**TASK INSTRUCTIONS:** Reproduce the records word for word, starting at the line that contains "green tree shown in the photo above." and going through the end of the records.

>> begin EXTRACTED INFORMATION

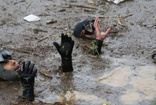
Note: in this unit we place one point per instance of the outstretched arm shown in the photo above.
(100, 36)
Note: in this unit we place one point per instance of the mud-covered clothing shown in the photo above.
(8, 75)
(96, 47)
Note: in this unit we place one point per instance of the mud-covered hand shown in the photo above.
(100, 35)
(95, 48)
(65, 50)
(27, 76)
(153, 55)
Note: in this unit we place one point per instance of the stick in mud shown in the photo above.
(82, 6)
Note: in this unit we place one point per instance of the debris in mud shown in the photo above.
(81, 6)
(62, 10)
(31, 18)
(46, 75)
(20, 1)
(91, 2)
(116, 1)
(154, 56)
(51, 21)
(36, 31)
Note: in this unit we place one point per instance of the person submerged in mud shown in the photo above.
(90, 29)
(10, 70)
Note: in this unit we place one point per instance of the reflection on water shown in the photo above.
(143, 84)
(119, 77)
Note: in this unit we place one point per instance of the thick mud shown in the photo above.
(124, 74)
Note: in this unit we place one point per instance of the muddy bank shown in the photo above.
(122, 75)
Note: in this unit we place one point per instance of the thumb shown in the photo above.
(57, 46)
(108, 30)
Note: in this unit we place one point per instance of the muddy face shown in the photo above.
(11, 65)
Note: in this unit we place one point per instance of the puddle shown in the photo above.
(143, 86)
(117, 78)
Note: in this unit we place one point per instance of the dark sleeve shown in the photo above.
(8, 75)
(96, 47)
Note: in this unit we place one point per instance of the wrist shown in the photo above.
(67, 64)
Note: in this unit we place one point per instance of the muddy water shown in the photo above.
(123, 75)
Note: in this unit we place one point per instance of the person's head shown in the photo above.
(85, 29)
(7, 63)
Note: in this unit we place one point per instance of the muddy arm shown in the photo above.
(8, 75)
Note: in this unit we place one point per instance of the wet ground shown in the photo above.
(124, 74)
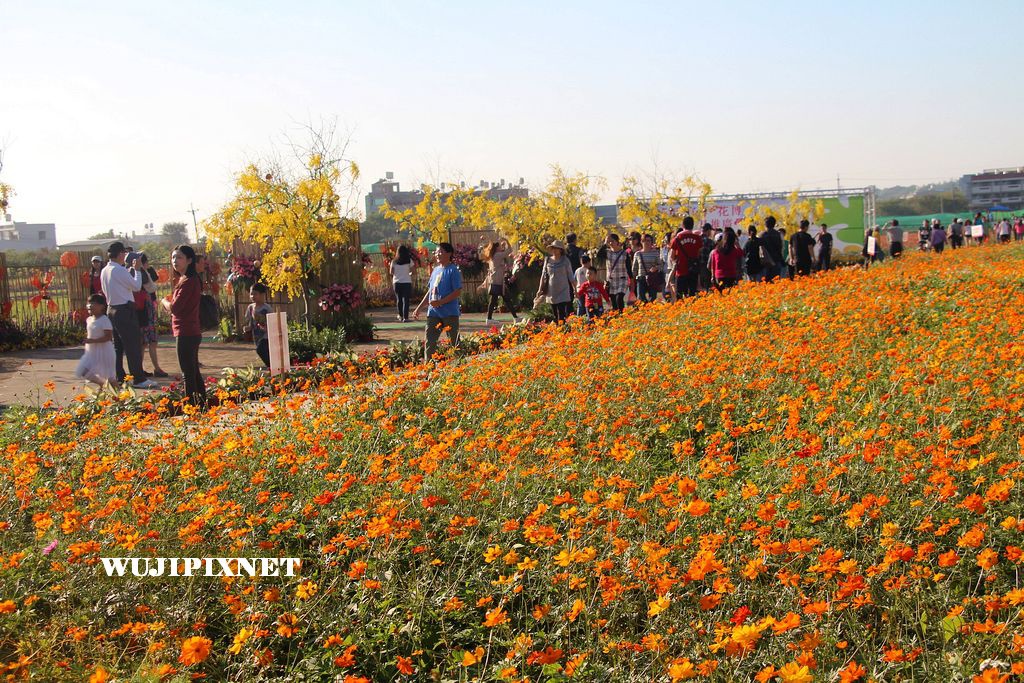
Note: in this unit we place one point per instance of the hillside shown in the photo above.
(809, 480)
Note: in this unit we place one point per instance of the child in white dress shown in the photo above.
(97, 363)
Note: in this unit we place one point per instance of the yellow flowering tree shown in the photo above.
(658, 204)
(292, 217)
(564, 206)
(6, 191)
(787, 213)
(440, 211)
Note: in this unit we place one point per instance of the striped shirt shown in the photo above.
(615, 273)
(643, 261)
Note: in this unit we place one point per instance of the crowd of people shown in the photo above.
(683, 263)
(933, 236)
(122, 321)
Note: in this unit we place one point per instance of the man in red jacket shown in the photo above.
(686, 250)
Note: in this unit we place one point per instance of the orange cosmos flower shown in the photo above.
(496, 616)
(195, 650)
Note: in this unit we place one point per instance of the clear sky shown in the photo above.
(119, 114)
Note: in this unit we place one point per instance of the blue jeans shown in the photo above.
(434, 328)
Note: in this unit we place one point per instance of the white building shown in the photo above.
(27, 237)
(997, 186)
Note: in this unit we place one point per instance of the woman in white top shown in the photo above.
(499, 257)
(401, 279)
(147, 316)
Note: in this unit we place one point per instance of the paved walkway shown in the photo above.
(31, 378)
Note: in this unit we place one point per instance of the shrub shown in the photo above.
(306, 344)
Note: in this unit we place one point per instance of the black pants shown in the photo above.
(644, 293)
(686, 285)
(187, 348)
(499, 291)
(127, 341)
(402, 294)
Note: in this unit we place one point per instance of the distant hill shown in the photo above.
(921, 200)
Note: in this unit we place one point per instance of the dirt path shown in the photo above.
(31, 378)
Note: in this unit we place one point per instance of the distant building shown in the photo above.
(387, 190)
(16, 236)
(999, 186)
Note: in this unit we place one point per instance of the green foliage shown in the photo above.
(306, 344)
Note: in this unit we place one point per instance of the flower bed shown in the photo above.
(816, 479)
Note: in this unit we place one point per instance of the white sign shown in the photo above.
(276, 336)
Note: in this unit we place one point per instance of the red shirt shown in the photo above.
(184, 307)
(592, 294)
(725, 265)
(685, 248)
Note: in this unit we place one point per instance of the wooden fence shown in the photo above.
(25, 296)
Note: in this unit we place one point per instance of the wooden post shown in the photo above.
(4, 283)
(276, 336)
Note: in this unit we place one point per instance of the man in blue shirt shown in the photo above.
(442, 300)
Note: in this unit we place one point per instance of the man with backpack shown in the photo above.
(686, 246)
(772, 252)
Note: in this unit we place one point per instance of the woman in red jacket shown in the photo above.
(726, 261)
(183, 304)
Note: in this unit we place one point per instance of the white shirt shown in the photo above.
(401, 272)
(581, 275)
(119, 286)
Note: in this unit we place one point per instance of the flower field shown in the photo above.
(812, 480)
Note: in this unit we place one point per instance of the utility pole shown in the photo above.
(195, 224)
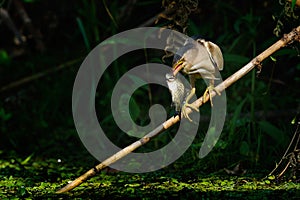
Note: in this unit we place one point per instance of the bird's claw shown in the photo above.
(186, 104)
(208, 90)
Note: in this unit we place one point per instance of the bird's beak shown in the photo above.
(177, 66)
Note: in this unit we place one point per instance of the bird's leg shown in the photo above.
(208, 90)
(188, 98)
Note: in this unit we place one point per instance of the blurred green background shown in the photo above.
(36, 117)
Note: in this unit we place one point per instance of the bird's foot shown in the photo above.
(208, 91)
(186, 104)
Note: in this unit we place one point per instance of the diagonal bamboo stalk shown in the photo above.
(294, 35)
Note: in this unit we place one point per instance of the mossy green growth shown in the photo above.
(42, 178)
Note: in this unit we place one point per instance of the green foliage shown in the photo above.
(36, 118)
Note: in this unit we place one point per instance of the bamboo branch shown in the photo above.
(287, 39)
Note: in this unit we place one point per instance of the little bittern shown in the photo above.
(199, 59)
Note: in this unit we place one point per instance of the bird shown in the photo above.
(178, 92)
(198, 58)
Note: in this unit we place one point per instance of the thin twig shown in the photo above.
(287, 39)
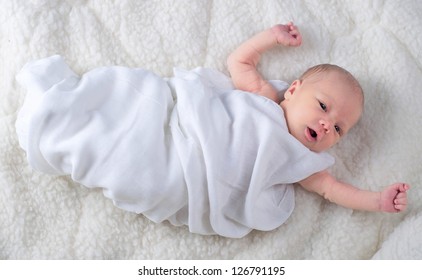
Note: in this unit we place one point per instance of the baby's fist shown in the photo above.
(287, 35)
(394, 198)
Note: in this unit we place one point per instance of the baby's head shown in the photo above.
(322, 106)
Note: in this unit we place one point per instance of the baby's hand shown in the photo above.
(287, 35)
(394, 198)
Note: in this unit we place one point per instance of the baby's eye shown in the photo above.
(338, 129)
(323, 106)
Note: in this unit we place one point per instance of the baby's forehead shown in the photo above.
(346, 84)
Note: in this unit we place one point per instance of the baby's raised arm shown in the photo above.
(392, 199)
(243, 61)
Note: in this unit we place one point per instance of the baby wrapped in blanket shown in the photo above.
(190, 149)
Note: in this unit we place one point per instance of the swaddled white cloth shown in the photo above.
(189, 149)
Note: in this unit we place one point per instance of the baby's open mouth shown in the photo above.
(313, 133)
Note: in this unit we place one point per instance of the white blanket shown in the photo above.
(378, 41)
(189, 149)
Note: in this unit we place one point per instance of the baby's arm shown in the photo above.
(243, 61)
(391, 199)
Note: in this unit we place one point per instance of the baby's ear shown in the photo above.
(292, 88)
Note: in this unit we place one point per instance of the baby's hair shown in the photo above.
(324, 68)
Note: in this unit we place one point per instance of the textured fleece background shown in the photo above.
(43, 217)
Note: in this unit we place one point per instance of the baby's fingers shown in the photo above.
(404, 187)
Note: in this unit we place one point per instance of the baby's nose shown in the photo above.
(325, 125)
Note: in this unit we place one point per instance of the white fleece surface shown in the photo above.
(45, 217)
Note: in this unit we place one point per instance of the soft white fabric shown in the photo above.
(378, 41)
(203, 154)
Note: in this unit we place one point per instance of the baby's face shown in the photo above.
(320, 110)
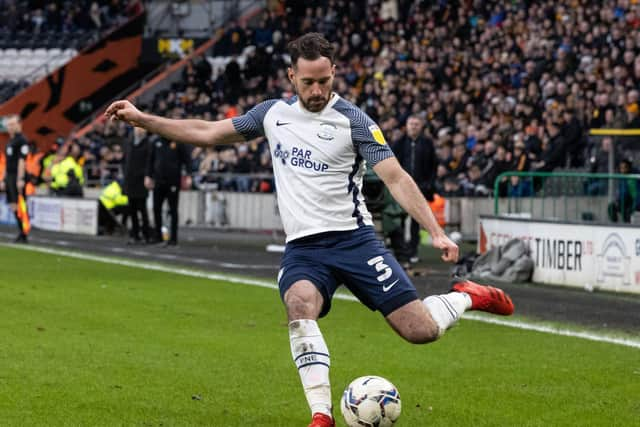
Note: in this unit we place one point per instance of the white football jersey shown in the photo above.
(318, 162)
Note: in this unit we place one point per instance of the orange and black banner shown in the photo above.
(23, 215)
(53, 106)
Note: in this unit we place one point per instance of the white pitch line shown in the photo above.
(518, 324)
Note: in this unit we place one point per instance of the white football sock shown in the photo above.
(447, 309)
(311, 356)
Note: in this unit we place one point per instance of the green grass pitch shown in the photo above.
(84, 343)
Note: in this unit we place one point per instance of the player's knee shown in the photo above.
(302, 304)
(423, 334)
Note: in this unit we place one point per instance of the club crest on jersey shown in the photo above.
(377, 134)
(300, 158)
(326, 131)
(281, 154)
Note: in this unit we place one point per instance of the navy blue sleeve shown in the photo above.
(367, 136)
(249, 125)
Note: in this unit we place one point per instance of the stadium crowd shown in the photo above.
(499, 85)
(49, 24)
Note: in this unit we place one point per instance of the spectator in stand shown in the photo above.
(136, 153)
(627, 194)
(166, 164)
(417, 156)
(243, 166)
(490, 70)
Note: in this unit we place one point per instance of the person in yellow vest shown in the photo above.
(113, 204)
(67, 177)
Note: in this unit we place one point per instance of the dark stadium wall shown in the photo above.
(53, 106)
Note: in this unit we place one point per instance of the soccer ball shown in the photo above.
(371, 402)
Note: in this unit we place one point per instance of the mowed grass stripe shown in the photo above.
(514, 322)
(95, 344)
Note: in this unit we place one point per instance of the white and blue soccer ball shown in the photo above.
(370, 401)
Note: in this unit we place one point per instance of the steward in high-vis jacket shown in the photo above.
(113, 204)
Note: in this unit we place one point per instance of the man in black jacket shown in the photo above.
(136, 152)
(164, 172)
(16, 152)
(417, 156)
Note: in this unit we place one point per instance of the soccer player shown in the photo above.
(320, 144)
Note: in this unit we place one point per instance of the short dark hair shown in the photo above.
(310, 46)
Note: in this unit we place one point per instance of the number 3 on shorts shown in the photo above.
(378, 262)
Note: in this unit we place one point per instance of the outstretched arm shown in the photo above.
(406, 192)
(190, 131)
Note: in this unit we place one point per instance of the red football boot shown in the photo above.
(486, 298)
(322, 420)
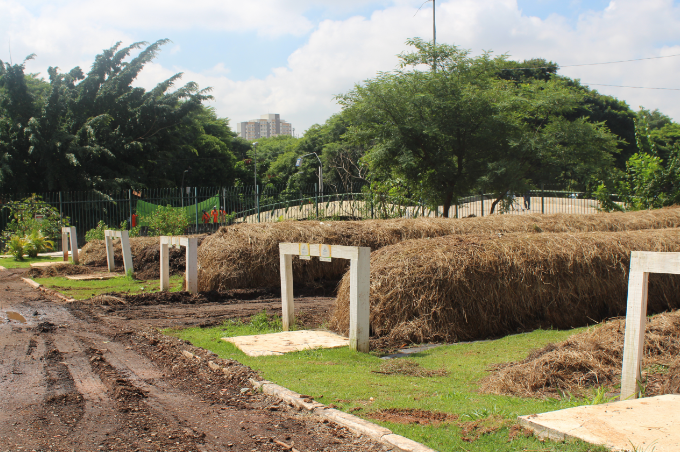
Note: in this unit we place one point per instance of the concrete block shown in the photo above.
(405, 444)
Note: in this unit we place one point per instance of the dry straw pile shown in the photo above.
(457, 288)
(593, 359)
(247, 255)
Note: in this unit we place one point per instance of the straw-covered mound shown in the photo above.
(592, 359)
(457, 288)
(247, 255)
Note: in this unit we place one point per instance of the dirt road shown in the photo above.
(102, 378)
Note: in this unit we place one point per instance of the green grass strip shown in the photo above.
(353, 382)
(81, 290)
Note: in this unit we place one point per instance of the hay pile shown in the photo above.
(247, 255)
(457, 288)
(592, 359)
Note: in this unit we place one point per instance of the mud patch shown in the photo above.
(409, 368)
(472, 430)
(45, 327)
(413, 416)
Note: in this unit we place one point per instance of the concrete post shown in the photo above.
(191, 275)
(165, 265)
(109, 251)
(642, 263)
(359, 308)
(360, 273)
(65, 232)
(287, 300)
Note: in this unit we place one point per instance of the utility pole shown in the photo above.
(434, 36)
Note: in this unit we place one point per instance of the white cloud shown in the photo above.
(339, 53)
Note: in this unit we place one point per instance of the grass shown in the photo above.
(358, 383)
(9, 262)
(81, 290)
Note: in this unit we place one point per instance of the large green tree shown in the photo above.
(465, 127)
(97, 131)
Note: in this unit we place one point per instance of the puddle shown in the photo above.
(16, 316)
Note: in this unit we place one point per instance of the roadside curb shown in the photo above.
(47, 291)
(349, 421)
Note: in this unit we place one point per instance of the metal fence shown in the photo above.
(270, 203)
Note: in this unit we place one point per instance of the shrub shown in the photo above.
(23, 222)
(36, 243)
(168, 221)
(97, 233)
(17, 247)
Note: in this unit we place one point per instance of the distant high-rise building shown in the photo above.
(265, 127)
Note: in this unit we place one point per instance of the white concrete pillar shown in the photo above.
(636, 323)
(287, 300)
(64, 243)
(165, 264)
(359, 307)
(74, 244)
(192, 265)
(127, 251)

>> end EXTRACTED INFORMATION

**OUTPUT FOR THIS TASK:**
Note: in this unit we place one point per instance of the large green tree shown in the photo above.
(465, 127)
(97, 131)
Note: in this unit we place one point per instance of the puddle shown in the photo above.
(16, 316)
Note: in this unit we place one point per instance of the roadside curb shown in the photo above.
(47, 291)
(349, 421)
Note: in this unit we place one point per instance of the metal fence shown in the photo above.
(270, 203)
Note: in this unit we place one point per instance of the shrub shown in the photo above.
(23, 222)
(36, 243)
(168, 221)
(97, 233)
(17, 247)
Note: in this unit we place one point per instance of the distant high-rise building shown in the photo above.
(265, 127)
Note: in this unit we place one point per instance of the white concrete pillar shown in the photo above.
(636, 323)
(287, 300)
(64, 243)
(165, 264)
(359, 307)
(74, 244)
(192, 265)
(127, 251)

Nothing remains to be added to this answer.